--- 数据记录 ---

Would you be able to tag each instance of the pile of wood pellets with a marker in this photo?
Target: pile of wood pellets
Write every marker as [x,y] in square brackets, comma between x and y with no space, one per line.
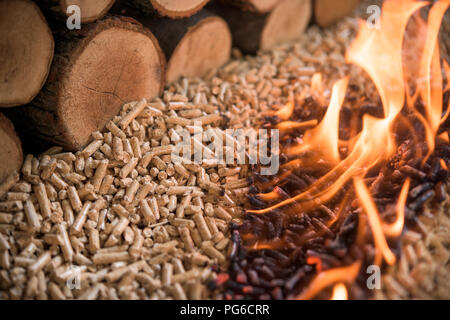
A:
[121,220]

---

• _练习说明_
将上面的数据逐行原样返回，答案中不要包含图片。

• _参考答案_
Would you be able to tag each instance of the pile of wood pellets with a marker in this photo?
Target: pile of wood pellets
Write every marker as [x,y] in square brackets, comma between x and y with no space, one per line.
A:
[121,220]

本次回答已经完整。